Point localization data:

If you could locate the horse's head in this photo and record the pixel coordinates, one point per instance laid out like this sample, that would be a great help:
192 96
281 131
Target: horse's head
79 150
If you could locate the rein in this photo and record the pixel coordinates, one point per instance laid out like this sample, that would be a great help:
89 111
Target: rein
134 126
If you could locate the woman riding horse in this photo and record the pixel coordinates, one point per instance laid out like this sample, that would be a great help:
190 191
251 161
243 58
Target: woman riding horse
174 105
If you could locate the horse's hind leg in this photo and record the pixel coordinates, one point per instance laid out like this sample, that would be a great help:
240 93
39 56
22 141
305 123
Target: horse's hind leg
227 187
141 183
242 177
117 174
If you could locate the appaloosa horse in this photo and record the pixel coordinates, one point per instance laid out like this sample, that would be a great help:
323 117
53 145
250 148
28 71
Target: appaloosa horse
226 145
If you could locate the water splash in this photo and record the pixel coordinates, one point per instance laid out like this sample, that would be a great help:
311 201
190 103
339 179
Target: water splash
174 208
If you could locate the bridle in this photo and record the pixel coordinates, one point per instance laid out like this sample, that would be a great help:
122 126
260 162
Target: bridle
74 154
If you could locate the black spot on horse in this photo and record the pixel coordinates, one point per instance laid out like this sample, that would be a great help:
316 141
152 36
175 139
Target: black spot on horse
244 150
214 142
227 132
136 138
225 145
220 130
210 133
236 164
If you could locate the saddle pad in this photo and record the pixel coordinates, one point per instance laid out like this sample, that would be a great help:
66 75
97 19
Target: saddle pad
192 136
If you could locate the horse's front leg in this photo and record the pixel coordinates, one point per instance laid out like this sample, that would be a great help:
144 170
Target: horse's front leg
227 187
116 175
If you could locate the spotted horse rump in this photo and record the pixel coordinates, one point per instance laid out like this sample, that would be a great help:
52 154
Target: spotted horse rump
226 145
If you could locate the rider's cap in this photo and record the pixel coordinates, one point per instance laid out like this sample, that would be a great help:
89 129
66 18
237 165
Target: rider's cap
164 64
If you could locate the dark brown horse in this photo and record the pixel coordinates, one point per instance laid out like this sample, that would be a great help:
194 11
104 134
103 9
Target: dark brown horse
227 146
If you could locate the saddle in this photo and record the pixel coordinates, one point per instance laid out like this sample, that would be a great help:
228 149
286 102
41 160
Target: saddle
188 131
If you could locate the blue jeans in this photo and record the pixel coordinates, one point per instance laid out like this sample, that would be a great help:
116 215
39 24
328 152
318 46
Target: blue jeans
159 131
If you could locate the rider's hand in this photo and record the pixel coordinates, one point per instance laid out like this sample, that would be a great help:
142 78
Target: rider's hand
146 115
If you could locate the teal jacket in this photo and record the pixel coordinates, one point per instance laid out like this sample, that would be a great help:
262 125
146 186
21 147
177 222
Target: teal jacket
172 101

→ What is needed
Each entry above is to be transcribed without alteration.

→ Expected answer
If you could locate the horse's head in this photo and record the pixel coordinates, one point per instance laid out like this sample, that would be a great help:
192 96
281 131
Target: horse's head
79 150
If you could locate the rein in this photo and record the pixel coordinates, one point per instance laid out like this sample, that would be a great help:
89 111
Target: rein
134 126
If you could locate the woman riding horse in this photo and record the pixel coordinates, one point per instance laid out like this sample, that would be a great help:
190 191
251 161
243 58
Target: woman riding horse
174 105
If you could locate the horse's hind leg in this photo and record the pixel coordinates, one point per instance laid out like this sample, that would be a great help:
240 93
39 56
22 141
305 123
Target: horse's hind leg
227 187
141 183
242 177
117 174
If you could locate the appaloosa horse in this photo and record the pixel coordinates, one point per instance laid out like this sample, that would be a great help:
323 117
53 145
250 148
28 71
Target: appaloosa horse
226 145
If you could locate the water splash in this photo and record the pixel coordinates, one point per instance laid out like this sample, that would be a great help:
311 201
190 103
339 179
Target: water splash
174 208
If you could locate the bridle in this photo and record the pixel coordinates, one point per instance laid out like this sample, that would be a great help:
122 126
260 162
Target: bridle
74 154
If you could locate the black spot on horse in this photo and record the pixel coordinates, one point per instance laid out like this sample, that would be a great help:
316 141
152 36
175 139
Target: black spot on horse
244 150
214 142
227 132
136 138
225 145
220 130
210 133
236 164
If you could locate the saddle pad in this photo and record the pixel coordinates, one point per instance laid out like this sample, that would be a great help:
66 75
97 19
Target: saddle pad
192 136
If you could locate the horse's front leg in this photo and record the pixel coordinates, one point per instance laid out like this sample, that would be a great help:
144 170
Target: horse's front leg
227 187
116 175
If you could locate the spotted horse rump in this photo and record the pixel coordinates, one point per instance laid out like this sample, that would be a great help:
52 154
Target: spotted horse rump
226 145
If you could locate the rider's cap in this photo and record the pixel coordinates, one point per instance laid out like this sample, that would be a great help:
89 129
66 18
237 165
Target: rider's cap
164 64
If you could locate the dark brown horse in this photo and record the pixel coordinates, one point per instance laid out like this sample, that would be a great help:
194 11
104 134
103 9
Target: dark brown horse
227 146
If you could locate the saddle in this photo and record the pixel coordinates, one point per instance laid out like this sample, that would be a great help:
228 149
286 102
41 160
Target: saddle
188 131
If you could locate the blue jeans in this photo and record the pixel coordinates, one point per instance laid out like this sample, that would be a great help:
116 215
39 24
328 152
318 46
Target: blue jeans
159 131
If you could locate the rider's hand in this photo and record the pixel coordinates, one point per instance laid out like this sample, that would be a great help:
142 78
Target: rider's hand
146 115
If you could locate the teal jacket in this photo and record the pixel coordinates, one point per instance laid out like this sample, that would be a great help:
262 125
146 186
21 147
177 222
Target: teal jacket
172 101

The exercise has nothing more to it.